##### Exercise material
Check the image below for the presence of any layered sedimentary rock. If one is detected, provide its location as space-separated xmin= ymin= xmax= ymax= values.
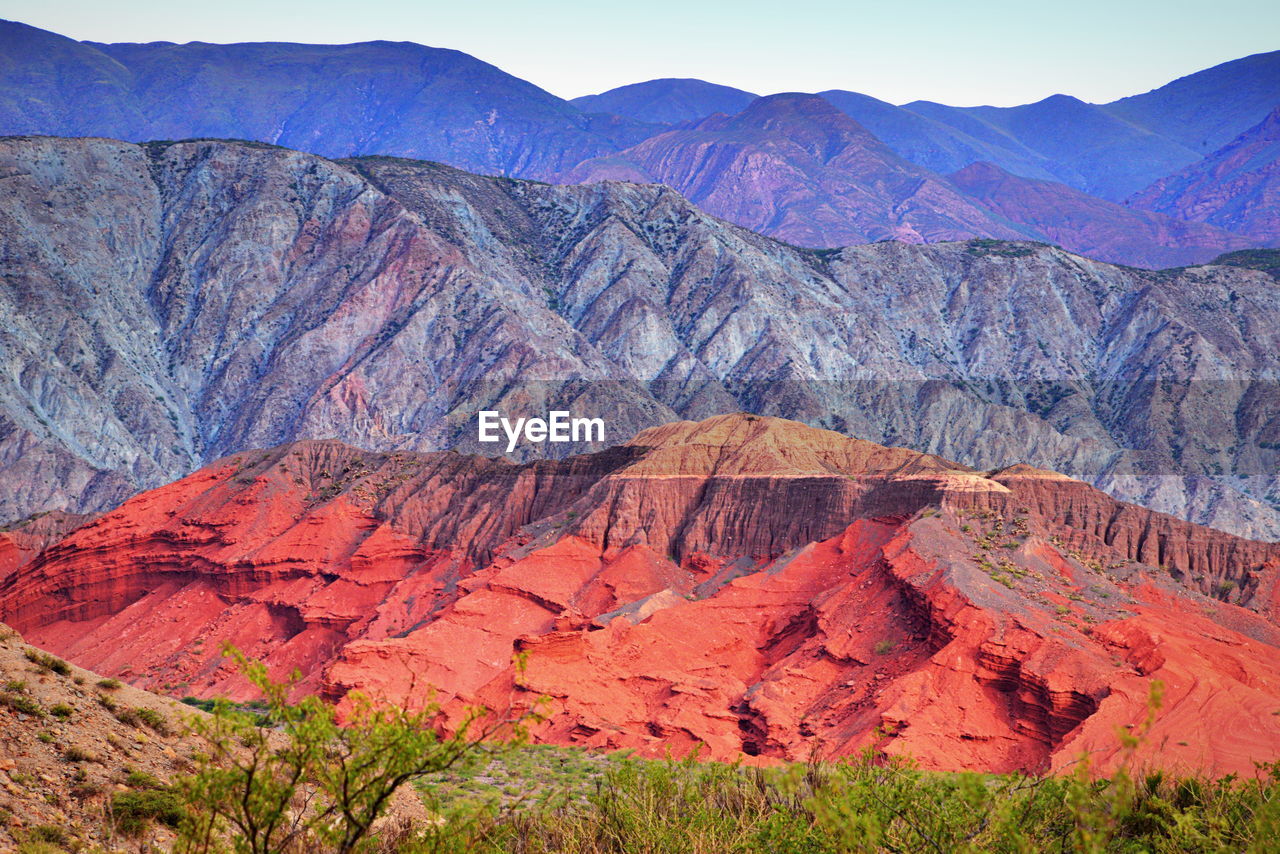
xmin=0 ymin=415 xmax=1280 ymax=772
xmin=0 ymin=138 xmax=1280 ymax=538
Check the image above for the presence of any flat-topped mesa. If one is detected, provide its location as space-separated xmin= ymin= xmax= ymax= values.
xmin=571 ymin=412 xmax=1004 ymax=562
xmin=945 ymin=463 xmax=1280 ymax=606
xmin=0 ymin=414 xmax=1280 ymax=772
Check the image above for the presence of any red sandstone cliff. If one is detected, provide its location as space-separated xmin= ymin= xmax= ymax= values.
xmin=0 ymin=415 xmax=1280 ymax=772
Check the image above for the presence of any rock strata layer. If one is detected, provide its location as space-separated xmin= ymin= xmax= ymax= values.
xmin=0 ymin=415 xmax=1280 ymax=773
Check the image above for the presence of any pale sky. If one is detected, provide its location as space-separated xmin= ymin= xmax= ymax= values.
xmin=0 ymin=0 xmax=1280 ymax=106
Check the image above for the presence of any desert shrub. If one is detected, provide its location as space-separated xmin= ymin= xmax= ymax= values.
xmin=133 ymin=705 xmax=169 ymax=735
xmin=177 ymin=649 xmax=536 ymax=854
xmin=0 ymin=691 xmax=45 ymax=717
xmin=124 ymin=768 xmax=168 ymax=790
xmin=63 ymin=745 xmax=97 ymax=762
xmin=22 ymin=647 xmax=72 ymax=676
xmin=111 ymin=789 xmax=187 ymax=836
xmin=27 ymin=825 xmax=67 ymax=845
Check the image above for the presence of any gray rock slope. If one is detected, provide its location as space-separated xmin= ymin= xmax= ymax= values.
xmin=0 ymin=137 xmax=1280 ymax=538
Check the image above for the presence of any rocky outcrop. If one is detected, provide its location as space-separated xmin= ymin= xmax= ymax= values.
xmin=0 ymin=20 xmax=657 ymax=178
xmin=948 ymin=163 xmax=1254 ymax=269
xmin=1129 ymin=106 xmax=1280 ymax=246
xmin=567 ymin=93 xmax=1034 ymax=247
xmin=0 ymin=415 xmax=1280 ymax=772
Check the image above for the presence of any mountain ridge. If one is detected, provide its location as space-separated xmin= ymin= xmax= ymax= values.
xmin=0 ymin=138 xmax=1280 ymax=535
xmin=0 ymin=414 xmax=1280 ymax=773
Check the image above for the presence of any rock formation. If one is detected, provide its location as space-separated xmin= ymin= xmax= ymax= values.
xmin=1129 ymin=106 xmax=1280 ymax=246
xmin=0 ymin=138 xmax=1280 ymax=538
xmin=0 ymin=414 xmax=1280 ymax=773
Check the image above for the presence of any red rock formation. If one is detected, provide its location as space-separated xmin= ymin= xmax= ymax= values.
xmin=0 ymin=415 xmax=1280 ymax=772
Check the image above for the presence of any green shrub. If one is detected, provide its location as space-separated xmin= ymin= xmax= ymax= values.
xmin=124 ymin=768 xmax=168 ymax=790
xmin=172 ymin=649 xmax=535 ymax=854
xmin=111 ymin=789 xmax=187 ymax=836
xmin=0 ymin=691 xmax=45 ymax=717
xmin=22 ymin=647 xmax=72 ymax=676
xmin=63 ymin=745 xmax=97 ymax=762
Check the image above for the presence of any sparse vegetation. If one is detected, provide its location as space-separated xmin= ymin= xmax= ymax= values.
xmin=0 ymin=691 xmax=45 ymax=717
xmin=110 ymin=787 xmax=187 ymax=836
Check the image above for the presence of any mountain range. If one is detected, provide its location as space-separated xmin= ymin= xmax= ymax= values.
xmin=0 ymin=22 xmax=1280 ymax=268
xmin=0 ymin=414 xmax=1280 ymax=775
xmin=0 ymin=13 xmax=1280 ymax=788
xmin=0 ymin=137 xmax=1280 ymax=545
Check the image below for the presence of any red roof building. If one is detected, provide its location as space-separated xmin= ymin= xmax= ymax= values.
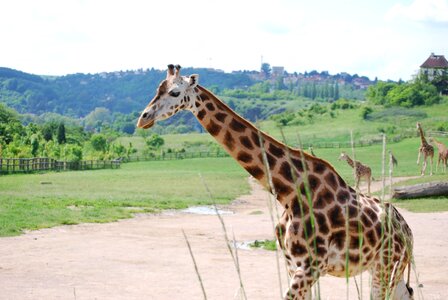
xmin=420 ymin=53 xmax=448 ymax=80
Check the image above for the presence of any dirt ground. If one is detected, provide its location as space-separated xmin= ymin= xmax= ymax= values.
xmin=0 ymin=177 xmax=448 ymax=300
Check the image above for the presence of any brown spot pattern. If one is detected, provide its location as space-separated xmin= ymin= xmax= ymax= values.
xmin=244 ymin=166 xmax=264 ymax=179
xmin=224 ymin=131 xmax=235 ymax=151
xmin=268 ymin=143 xmax=285 ymax=157
xmin=205 ymin=120 xmax=222 ymax=136
xmin=229 ymin=119 xmax=246 ymax=132
xmin=237 ymin=151 xmax=252 ymax=163
xmin=198 ymin=109 xmax=207 ymax=120
xmin=215 ymin=112 xmax=227 ymax=123
xmin=240 ymin=136 xmax=254 ymax=150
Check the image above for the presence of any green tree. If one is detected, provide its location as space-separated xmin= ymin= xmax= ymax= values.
xmin=361 ymin=106 xmax=373 ymax=120
xmin=90 ymin=133 xmax=107 ymax=152
xmin=31 ymin=134 xmax=39 ymax=157
xmin=261 ymin=63 xmax=271 ymax=78
xmin=146 ymin=134 xmax=165 ymax=150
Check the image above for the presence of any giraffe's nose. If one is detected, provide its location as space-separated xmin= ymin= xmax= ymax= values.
xmin=137 ymin=109 xmax=154 ymax=128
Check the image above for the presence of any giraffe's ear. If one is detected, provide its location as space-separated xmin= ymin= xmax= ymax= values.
xmin=189 ymin=74 xmax=199 ymax=87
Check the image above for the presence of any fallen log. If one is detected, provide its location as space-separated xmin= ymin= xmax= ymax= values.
xmin=392 ymin=181 xmax=448 ymax=199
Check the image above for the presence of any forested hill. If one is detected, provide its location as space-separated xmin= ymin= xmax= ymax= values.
xmin=0 ymin=68 xmax=254 ymax=118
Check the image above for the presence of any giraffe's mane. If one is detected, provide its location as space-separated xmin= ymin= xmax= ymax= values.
xmin=196 ymin=84 xmax=345 ymax=177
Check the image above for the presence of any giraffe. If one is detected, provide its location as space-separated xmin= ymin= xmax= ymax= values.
xmin=308 ymin=146 xmax=316 ymax=156
xmin=417 ymin=122 xmax=434 ymax=176
xmin=339 ymin=152 xmax=372 ymax=195
xmin=137 ymin=65 xmax=413 ymax=300
xmin=388 ymin=150 xmax=398 ymax=167
xmin=429 ymin=137 xmax=448 ymax=173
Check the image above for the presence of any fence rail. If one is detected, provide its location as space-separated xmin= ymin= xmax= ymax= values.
xmin=0 ymin=157 xmax=121 ymax=174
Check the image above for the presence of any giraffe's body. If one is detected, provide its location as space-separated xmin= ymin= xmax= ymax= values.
xmin=339 ymin=152 xmax=372 ymax=195
xmin=138 ymin=65 xmax=413 ymax=299
xmin=417 ymin=122 xmax=434 ymax=176
xmin=429 ymin=138 xmax=448 ymax=173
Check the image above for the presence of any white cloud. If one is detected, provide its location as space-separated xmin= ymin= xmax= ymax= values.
xmin=0 ymin=0 xmax=448 ymax=79
xmin=387 ymin=0 xmax=448 ymax=23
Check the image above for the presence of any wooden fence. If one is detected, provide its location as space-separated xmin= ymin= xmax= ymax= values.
xmin=0 ymin=157 xmax=121 ymax=174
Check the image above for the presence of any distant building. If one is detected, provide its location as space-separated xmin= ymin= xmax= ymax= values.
xmin=420 ymin=53 xmax=448 ymax=81
xmin=271 ymin=67 xmax=285 ymax=77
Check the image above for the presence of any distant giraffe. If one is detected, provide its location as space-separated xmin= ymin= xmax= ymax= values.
xmin=429 ymin=137 xmax=448 ymax=173
xmin=389 ymin=150 xmax=398 ymax=167
xmin=417 ymin=122 xmax=434 ymax=176
xmin=137 ymin=65 xmax=413 ymax=300
xmin=309 ymin=146 xmax=316 ymax=156
xmin=339 ymin=152 xmax=372 ymax=195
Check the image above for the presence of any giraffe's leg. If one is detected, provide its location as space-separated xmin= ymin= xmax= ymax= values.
xmin=420 ymin=157 xmax=426 ymax=176
xmin=284 ymin=268 xmax=317 ymax=300
xmin=429 ymin=156 xmax=434 ymax=176
xmin=367 ymin=176 xmax=372 ymax=195
xmin=391 ymin=279 xmax=414 ymax=300
xmin=355 ymin=176 xmax=361 ymax=190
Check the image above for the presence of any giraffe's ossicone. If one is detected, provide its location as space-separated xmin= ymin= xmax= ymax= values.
xmin=137 ymin=65 xmax=413 ymax=299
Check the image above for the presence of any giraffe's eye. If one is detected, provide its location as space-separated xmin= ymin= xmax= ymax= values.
xmin=168 ymin=91 xmax=180 ymax=98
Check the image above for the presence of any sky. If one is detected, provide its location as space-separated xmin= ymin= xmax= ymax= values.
##########
Given request
Scale the data from its start up to and including the line with "xmin=0 ymin=0 xmax=1280 ymax=106". Repeat every line with its text unchanged, multiplying each bounding-box coordinate by 1.25 and rounding to whole numbers (halves round up), and leave out the pictures.

Response to this exercise
Check the image below for the presence of any layered sedimentary rock. If one is detected, provide its location as space-separated xmin= ymin= xmax= ymax= values.
xmin=0 ymin=519 xmax=1600 ymax=965
xmin=0 ymin=173 xmax=1600 ymax=673
Check the image above for the presence of any flat-topped mesa. If one is detected, provide its location as space-separated xmin= ymin= xmax= ymax= values.
xmin=714 ymin=515 xmax=1255 ymax=703
xmin=1181 ymin=579 xmax=1600 ymax=758
xmin=0 ymin=518 xmax=1600 ymax=965
Check the image above for the presence of any red sandstone cliff. If one is detected, provide its location as space-separated xmin= ymin= xmax= ymax= values.
xmin=0 ymin=519 xmax=1600 ymax=965
Check the image above for the presence of any rock strata layer. If one is detected, provide its location as space-separated xmin= ymin= xmax= ymax= values.
xmin=0 ymin=519 xmax=1600 ymax=966
Check the image above for the presence of any pale sky. If one is detected, provide its location as space-separated xmin= ymin= xmax= ymax= values.
xmin=0 ymin=0 xmax=1600 ymax=133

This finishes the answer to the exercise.